Task brief: Nothing but the lines from the line with "Can you spot the group" through the end of the data is to be copied, and each is to be copied exactly.

######

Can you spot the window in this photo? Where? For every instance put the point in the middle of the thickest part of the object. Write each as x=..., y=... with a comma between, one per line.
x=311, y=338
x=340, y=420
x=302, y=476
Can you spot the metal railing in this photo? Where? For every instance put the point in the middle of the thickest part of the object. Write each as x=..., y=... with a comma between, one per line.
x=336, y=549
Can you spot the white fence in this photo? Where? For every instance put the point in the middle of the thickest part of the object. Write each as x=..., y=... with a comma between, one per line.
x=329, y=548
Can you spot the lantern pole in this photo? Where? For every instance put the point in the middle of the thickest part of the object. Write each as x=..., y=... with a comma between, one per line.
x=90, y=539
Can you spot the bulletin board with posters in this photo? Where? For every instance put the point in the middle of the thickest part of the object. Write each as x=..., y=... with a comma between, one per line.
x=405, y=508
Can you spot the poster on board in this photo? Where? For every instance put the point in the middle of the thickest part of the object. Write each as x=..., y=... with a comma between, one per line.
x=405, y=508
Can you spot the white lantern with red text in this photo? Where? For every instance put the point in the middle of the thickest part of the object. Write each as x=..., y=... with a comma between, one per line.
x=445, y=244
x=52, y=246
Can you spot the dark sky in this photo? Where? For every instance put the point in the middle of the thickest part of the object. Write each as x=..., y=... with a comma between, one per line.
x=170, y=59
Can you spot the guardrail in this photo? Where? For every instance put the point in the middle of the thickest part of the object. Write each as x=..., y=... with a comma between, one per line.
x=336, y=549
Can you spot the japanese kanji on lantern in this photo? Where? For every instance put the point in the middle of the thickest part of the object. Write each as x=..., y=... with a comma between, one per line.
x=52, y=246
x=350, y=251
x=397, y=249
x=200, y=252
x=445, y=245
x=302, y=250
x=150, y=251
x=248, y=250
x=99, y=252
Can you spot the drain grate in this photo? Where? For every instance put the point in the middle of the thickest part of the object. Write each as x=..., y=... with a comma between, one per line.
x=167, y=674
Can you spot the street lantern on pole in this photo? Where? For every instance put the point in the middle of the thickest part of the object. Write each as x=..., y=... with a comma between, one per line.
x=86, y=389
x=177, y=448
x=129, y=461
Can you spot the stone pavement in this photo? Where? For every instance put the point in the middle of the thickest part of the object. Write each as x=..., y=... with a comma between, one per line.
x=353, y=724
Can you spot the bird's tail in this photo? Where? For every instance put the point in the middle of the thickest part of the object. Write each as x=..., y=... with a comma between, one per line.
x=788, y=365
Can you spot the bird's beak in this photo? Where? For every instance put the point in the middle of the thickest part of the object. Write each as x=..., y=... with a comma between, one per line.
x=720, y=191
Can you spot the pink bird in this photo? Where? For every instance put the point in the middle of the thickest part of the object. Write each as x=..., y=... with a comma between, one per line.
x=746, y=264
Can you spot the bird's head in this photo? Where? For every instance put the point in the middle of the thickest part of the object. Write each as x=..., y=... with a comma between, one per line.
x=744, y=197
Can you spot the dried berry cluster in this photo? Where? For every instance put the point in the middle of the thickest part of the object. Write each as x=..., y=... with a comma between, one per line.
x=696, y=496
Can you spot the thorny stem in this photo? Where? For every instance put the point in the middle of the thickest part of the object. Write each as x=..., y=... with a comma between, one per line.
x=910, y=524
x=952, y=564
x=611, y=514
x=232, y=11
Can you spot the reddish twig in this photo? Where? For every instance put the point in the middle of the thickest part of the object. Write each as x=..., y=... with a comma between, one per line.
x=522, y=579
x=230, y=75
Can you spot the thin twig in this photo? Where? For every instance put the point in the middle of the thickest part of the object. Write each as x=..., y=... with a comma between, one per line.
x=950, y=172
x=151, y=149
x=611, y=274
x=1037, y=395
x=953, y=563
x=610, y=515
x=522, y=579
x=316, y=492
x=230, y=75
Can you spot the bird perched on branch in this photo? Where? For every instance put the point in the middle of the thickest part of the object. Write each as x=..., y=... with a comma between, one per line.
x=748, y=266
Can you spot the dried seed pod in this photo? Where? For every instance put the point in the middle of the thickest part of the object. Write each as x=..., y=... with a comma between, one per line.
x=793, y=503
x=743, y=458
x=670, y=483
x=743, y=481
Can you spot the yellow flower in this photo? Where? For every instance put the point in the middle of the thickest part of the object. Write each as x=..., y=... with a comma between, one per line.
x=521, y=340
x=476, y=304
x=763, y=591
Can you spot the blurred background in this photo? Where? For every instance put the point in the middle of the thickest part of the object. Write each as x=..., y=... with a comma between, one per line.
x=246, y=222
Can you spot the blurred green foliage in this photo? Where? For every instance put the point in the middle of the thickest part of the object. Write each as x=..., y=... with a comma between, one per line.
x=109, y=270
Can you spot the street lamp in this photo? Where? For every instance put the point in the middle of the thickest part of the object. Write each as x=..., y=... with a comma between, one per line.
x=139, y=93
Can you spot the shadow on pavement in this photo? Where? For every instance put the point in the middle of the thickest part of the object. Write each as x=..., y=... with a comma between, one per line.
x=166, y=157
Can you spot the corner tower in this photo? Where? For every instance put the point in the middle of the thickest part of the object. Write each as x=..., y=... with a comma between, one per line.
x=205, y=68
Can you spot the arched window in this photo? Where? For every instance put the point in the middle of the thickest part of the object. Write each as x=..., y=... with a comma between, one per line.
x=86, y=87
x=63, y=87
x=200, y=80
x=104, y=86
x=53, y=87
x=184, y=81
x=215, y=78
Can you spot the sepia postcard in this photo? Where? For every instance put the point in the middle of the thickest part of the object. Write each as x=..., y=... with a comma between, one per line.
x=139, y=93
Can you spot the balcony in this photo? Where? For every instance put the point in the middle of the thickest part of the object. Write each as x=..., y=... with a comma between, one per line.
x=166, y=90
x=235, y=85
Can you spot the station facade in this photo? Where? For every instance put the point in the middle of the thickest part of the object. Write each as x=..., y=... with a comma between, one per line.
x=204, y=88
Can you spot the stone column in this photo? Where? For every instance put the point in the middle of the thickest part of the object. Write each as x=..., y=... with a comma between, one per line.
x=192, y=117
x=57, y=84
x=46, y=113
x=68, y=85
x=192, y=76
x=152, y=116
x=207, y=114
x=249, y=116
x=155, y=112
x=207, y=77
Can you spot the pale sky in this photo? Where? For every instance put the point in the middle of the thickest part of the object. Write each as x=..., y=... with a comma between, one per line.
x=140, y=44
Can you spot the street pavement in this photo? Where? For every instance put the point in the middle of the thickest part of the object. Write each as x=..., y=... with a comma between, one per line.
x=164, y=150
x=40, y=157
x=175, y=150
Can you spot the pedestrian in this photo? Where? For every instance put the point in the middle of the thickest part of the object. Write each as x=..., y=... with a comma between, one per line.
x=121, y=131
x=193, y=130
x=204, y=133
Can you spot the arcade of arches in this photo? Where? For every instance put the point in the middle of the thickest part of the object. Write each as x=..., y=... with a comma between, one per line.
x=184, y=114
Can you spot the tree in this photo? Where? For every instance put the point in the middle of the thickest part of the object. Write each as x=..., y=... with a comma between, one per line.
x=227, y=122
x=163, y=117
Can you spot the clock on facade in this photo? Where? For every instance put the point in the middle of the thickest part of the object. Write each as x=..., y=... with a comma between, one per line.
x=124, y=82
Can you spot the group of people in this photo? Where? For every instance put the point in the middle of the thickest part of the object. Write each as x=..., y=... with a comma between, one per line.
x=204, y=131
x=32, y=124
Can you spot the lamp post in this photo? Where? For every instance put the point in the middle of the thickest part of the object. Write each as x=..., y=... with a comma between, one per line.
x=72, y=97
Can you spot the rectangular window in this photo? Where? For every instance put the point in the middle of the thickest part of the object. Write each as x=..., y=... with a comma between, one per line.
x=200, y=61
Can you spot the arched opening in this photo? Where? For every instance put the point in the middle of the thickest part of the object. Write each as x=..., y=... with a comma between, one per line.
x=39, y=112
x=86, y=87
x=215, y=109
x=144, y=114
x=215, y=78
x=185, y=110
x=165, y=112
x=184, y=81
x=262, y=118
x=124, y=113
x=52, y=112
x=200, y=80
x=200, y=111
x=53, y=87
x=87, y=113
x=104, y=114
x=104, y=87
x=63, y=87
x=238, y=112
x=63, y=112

######

Exercise output:
Can you spot the group of people in this photo? Where? For every instance put the point in the middle of the thickest part of the object. Write each as x=..., y=... with a comma between, one per line.
x=204, y=131
x=32, y=124
Can you spot the lamp post in this photo? Where? For every instance put the point in the middle of the thickest part of the object. Write each as x=..., y=... with a comma between, one per line.
x=72, y=97
Can you spot the rectangular window in this photo? Where? For every instance put the point in the middle of the thickest part of the object. Write each as x=..., y=... with a comma between, one per line.
x=200, y=61
Can you spot the arched opening in this photo? Where? For every instance put the point in the middle of the thickest part of the object. Write each as x=..., y=... with a comma between, one per line.
x=39, y=112
x=86, y=87
x=215, y=109
x=144, y=114
x=215, y=78
x=185, y=110
x=165, y=112
x=184, y=81
x=262, y=118
x=124, y=113
x=52, y=112
x=200, y=80
x=200, y=111
x=53, y=87
x=87, y=113
x=104, y=114
x=104, y=87
x=63, y=87
x=238, y=112
x=63, y=112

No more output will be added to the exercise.